What you have to do:
Reproduce every one of the records below verbatim, keeping each line unchanged and in its original order.

Source records:
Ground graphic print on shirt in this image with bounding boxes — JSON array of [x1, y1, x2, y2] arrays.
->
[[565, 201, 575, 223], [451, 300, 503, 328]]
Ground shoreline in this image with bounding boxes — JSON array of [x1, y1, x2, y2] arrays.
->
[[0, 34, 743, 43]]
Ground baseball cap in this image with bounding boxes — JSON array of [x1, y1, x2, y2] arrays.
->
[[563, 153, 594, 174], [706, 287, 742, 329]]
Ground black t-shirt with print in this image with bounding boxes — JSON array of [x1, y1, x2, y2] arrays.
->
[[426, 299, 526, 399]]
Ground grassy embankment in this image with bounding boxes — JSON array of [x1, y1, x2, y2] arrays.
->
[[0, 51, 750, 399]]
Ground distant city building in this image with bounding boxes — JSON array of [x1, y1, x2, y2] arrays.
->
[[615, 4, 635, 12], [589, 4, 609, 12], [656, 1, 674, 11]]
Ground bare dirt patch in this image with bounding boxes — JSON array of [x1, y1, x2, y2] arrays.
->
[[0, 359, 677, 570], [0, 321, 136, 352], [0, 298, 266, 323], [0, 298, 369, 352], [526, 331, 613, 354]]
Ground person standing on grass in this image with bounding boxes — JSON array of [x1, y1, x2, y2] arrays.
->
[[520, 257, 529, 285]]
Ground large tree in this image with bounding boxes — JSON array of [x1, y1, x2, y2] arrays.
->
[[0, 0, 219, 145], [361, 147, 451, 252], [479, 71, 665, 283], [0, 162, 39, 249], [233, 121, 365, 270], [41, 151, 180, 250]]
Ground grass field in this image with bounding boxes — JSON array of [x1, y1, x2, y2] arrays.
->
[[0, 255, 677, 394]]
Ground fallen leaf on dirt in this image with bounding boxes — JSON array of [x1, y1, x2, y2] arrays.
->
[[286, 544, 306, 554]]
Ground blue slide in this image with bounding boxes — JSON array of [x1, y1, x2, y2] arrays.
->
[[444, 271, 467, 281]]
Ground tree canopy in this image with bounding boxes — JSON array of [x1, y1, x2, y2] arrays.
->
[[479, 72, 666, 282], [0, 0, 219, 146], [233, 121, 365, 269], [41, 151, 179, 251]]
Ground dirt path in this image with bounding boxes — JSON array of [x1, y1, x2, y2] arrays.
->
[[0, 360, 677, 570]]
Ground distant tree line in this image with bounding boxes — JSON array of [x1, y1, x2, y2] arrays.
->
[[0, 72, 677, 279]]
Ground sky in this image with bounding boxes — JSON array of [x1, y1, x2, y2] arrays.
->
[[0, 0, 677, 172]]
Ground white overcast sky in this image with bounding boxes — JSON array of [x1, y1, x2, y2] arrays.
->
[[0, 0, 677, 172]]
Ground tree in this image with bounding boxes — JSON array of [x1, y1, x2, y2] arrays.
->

Exercise solution:
Ground graphic print on shirt in this image with bounding boxes — JSON array of [x1, y1, x2, y2] arrays.
->
[[565, 201, 575, 223], [451, 300, 503, 328]]
Ground shoreline in this image with bounding boxes — JSON array of [x1, y1, x2, y2] arrays.
->
[[0, 34, 743, 43]]
Ground baseball cap in this image with bounding boxes — JSON array of [x1, y1, x2, y2] arrays.
->
[[563, 153, 594, 174], [706, 287, 742, 329]]
Ground black t-shirt with print in this image with bounding boxes — JSON array of [x1, y1, x2, y2] arrays.
->
[[426, 299, 526, 399]]
Ground grassy embankment in this image with bounding boxes — JSON array of [x1, y1, x2, y2] arrays.
->
[[0, 51, 750, 399]]
Ground distant city building in this image with bounding boxes — JSON array of [x1, y1, x2, y2] arrays.
->
[[615, 4, 635, 12], [589, 4, 609, 12], [656, 1, 674, 11]]
Ground bare dirt patch in this image with bounding boxes — JSON array of [x1, y1, x2, y2] arrays.
->
[[0, 359, 677, 570], [0, 321, 136, 352], [0, 298, 266, 323], [0, 298, 369, 352], [526, 331, 613, 354]]
Ground person standing on grass in this image with bounding boxes — JSON array of [x1, y1, x2, y2] arrays.
->
[[520, 257, 529, 285]]
Ground large tree in this image with bounding boxes — JSON array of [x1, y1, x2, y2] arrays.
->
[[0, 0, 219, 145], [361, 147, 451, 252], [479, 71, 665, 283], [0, 162, 39, 249], [233, 121, 365, 270], [41, 151, 180, 250]]
Ground grass field in this image with bounding boxes — JSON array of [x1, y1, x2, y2] arrays.
->
[[0, 255, 677, 394]]
Ground fallen leaf on dirt in this image with bounding boxes — JSON array of [x1, y1, x2, y2] arrays.
->
[[286, 544, 306, 554]]
Ground blue slide in this image with bounding boxes — JSON array of [x1, y1, x2, y2] arrays.
->
[[444, 271, 467, 281]]
Ground tree canopy in this image with bounding boxes — JSON array of [x1, y1, x2, y2] arrays.
->
[[479, 72, 666, 282], [0, 0, 219, 146], [233, 121, 365, 269], [41, 151, 179, 251]]
Ground dirt path in this image with bounding boxes — JSON array of [x1, y1, x2, y2] arrays.
->
[[0, 360, 677, 570]]
Ground distant tree line in this image with bounding boxes — JSON array of [x1, y1, x2, y2] arrays.
->
[[0, 72, 677, 279]]
Ground sky in this image with bounding boxes — JSON array of [x1, y1, x2, y2] arrays.
->
[[0, 0, 677, 172]]
Ground white overcast sky in this image with bounding boxes — JSON array of [x1, y1, x2, y2] arrays.
->
[[0, 0, 677, 172]]
Ground tree in this image with bounding boxes — JSON array of [x1, y1, x2, y2] arrays.
->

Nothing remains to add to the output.